* _Work required_:
Return every line of the listing that contains the string "track".
===== Material for the task
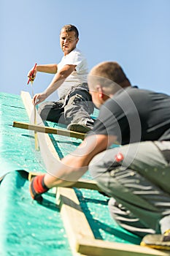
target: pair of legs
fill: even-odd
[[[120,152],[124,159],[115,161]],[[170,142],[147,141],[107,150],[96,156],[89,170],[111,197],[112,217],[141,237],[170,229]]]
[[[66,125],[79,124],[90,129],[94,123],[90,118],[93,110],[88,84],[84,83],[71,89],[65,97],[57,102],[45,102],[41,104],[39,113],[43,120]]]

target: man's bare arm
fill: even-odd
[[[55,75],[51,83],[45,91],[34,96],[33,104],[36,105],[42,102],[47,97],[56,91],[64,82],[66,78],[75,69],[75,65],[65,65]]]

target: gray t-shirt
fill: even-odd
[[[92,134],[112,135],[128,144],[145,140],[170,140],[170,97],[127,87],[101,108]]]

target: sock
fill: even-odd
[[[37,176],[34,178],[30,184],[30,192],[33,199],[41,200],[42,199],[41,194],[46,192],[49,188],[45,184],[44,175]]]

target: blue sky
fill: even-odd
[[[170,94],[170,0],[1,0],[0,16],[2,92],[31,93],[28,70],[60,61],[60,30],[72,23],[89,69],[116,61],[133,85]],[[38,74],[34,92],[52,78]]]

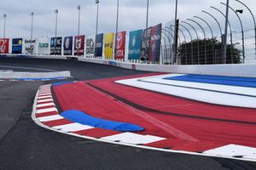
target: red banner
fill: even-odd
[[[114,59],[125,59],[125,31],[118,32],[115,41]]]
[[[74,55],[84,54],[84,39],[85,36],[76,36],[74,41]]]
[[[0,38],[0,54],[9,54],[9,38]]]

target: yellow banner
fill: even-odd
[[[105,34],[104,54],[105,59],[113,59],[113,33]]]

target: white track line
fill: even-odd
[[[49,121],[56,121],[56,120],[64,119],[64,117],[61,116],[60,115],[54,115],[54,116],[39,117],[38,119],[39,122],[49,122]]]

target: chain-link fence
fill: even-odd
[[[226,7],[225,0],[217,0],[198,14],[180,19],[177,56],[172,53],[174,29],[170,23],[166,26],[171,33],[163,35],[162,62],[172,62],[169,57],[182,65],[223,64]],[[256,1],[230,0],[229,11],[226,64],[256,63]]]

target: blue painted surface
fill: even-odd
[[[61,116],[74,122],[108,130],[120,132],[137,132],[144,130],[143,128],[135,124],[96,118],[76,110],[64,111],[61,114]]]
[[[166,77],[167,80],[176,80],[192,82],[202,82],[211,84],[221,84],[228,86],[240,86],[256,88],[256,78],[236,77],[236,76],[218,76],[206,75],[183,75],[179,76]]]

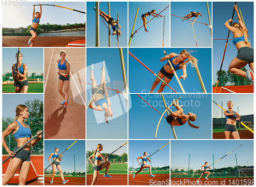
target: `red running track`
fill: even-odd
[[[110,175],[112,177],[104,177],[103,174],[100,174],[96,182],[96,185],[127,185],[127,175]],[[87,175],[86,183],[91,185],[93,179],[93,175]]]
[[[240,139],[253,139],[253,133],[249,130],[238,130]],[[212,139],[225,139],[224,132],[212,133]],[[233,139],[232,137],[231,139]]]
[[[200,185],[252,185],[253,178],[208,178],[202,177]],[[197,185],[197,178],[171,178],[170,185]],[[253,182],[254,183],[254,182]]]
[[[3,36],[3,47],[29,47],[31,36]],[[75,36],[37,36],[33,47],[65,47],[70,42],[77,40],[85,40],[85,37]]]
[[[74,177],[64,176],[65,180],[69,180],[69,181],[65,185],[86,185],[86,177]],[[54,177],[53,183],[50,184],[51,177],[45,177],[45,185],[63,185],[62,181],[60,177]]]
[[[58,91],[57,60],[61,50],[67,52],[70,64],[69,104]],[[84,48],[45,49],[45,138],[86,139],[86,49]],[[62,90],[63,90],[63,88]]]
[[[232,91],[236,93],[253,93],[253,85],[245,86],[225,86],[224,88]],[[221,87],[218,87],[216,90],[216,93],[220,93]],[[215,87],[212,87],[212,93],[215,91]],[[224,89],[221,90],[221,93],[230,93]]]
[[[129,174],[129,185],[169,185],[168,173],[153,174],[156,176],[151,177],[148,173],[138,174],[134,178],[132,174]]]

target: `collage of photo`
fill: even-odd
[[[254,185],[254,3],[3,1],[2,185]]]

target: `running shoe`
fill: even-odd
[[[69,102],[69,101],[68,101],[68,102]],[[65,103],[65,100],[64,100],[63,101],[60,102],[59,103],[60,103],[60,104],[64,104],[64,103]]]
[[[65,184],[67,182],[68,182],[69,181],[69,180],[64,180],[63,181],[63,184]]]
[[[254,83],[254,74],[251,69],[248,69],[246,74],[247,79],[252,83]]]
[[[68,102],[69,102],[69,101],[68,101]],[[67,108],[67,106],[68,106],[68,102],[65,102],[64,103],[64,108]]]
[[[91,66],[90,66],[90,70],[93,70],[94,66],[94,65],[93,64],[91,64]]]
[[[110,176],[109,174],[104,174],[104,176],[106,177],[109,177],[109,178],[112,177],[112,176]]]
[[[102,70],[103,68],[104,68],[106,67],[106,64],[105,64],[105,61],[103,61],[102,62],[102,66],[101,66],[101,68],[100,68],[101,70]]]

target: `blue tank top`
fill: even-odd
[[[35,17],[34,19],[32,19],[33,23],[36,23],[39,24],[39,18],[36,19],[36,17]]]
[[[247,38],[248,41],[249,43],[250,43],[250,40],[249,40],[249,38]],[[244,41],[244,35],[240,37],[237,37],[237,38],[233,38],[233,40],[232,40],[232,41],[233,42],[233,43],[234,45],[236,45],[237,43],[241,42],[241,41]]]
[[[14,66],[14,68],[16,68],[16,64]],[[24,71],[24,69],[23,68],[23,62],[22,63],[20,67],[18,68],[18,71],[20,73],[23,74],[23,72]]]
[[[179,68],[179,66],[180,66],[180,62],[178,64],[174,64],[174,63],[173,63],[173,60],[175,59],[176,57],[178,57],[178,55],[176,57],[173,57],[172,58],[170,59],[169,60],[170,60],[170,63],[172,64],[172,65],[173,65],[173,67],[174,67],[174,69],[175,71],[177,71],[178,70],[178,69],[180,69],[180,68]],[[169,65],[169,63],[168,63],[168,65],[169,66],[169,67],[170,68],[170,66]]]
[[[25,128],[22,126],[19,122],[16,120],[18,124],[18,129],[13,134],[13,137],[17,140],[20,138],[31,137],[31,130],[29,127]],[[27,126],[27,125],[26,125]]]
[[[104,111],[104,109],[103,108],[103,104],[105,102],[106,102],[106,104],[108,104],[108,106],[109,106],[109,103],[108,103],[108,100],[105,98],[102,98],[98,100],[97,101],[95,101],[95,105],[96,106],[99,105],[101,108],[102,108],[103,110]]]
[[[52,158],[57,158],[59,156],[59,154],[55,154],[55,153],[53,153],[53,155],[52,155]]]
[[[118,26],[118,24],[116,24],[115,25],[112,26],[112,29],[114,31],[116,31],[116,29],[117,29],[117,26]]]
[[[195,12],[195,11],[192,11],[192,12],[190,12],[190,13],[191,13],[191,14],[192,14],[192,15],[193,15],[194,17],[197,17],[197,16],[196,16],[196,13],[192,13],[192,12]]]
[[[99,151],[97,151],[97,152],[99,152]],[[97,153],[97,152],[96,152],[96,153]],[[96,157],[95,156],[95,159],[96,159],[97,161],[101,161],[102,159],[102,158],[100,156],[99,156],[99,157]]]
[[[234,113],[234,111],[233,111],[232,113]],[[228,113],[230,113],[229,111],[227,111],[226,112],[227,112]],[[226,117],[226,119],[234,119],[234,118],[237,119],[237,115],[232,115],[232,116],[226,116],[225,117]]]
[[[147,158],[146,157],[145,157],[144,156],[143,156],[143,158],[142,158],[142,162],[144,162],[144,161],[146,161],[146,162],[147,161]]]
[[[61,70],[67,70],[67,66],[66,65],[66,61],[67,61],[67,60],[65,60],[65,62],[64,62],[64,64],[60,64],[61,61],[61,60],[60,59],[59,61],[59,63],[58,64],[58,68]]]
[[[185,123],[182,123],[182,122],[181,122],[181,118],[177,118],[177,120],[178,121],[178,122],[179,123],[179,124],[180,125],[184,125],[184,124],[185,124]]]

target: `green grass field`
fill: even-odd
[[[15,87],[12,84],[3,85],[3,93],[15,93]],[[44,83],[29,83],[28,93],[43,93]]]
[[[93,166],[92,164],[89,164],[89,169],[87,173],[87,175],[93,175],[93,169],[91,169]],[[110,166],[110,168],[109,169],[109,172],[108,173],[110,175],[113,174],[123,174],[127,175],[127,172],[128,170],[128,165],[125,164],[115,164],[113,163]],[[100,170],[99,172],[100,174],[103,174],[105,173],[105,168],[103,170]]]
==========
* _Solution to this task_:
target: white track line
target: `red running track`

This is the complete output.